Search the entries for the word "tractor". Copy every line that holds it.

+---+

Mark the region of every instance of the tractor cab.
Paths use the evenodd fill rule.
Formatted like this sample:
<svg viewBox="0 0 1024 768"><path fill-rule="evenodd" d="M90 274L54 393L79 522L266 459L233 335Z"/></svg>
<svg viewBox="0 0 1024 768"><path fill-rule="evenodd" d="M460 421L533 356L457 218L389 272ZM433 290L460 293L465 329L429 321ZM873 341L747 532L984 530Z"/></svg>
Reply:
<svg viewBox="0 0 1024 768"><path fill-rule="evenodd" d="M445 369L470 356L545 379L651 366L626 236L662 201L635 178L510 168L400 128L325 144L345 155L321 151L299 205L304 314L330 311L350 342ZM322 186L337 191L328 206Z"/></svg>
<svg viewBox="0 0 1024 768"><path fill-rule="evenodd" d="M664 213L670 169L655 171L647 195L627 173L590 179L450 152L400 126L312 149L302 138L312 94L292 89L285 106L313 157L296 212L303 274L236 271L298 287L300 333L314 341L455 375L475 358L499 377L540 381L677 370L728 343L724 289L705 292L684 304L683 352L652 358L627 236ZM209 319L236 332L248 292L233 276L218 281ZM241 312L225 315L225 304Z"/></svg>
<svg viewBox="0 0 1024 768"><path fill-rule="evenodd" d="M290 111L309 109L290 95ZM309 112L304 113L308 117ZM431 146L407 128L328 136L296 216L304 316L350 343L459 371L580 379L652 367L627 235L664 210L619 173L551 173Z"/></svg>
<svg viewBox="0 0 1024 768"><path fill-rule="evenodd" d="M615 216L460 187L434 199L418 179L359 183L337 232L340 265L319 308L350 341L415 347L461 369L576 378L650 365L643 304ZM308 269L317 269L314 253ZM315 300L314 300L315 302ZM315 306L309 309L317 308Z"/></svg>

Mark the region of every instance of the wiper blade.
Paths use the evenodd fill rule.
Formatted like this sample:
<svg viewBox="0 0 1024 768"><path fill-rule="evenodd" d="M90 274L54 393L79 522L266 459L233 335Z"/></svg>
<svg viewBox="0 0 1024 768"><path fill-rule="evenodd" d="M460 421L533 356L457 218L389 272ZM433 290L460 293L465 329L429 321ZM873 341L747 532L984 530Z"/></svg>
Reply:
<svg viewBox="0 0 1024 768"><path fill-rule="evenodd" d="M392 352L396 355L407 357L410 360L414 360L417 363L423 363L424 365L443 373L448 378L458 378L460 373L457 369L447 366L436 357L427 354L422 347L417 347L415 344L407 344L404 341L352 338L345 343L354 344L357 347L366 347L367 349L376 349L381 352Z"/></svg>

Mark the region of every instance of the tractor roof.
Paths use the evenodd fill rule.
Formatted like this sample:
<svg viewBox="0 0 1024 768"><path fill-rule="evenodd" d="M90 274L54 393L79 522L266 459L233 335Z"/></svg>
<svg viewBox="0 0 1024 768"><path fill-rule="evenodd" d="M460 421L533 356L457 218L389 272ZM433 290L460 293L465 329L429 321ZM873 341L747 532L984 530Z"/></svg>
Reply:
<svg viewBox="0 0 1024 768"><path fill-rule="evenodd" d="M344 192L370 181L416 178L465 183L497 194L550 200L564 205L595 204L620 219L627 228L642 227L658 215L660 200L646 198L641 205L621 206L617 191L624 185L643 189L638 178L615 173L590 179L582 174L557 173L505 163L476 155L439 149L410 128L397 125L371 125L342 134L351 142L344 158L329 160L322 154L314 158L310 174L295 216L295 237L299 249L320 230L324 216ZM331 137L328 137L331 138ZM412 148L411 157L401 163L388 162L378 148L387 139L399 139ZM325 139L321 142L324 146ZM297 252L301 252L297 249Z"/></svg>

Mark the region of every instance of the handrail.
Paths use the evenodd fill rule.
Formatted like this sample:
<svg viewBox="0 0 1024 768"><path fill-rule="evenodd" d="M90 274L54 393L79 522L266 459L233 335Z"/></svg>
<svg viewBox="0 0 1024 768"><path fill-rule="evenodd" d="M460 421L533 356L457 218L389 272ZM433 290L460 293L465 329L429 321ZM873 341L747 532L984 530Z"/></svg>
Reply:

+---+

Exercise result:
Mark the region of every instance of the tractor cab.
Mark the region of every instance of the tractor roof.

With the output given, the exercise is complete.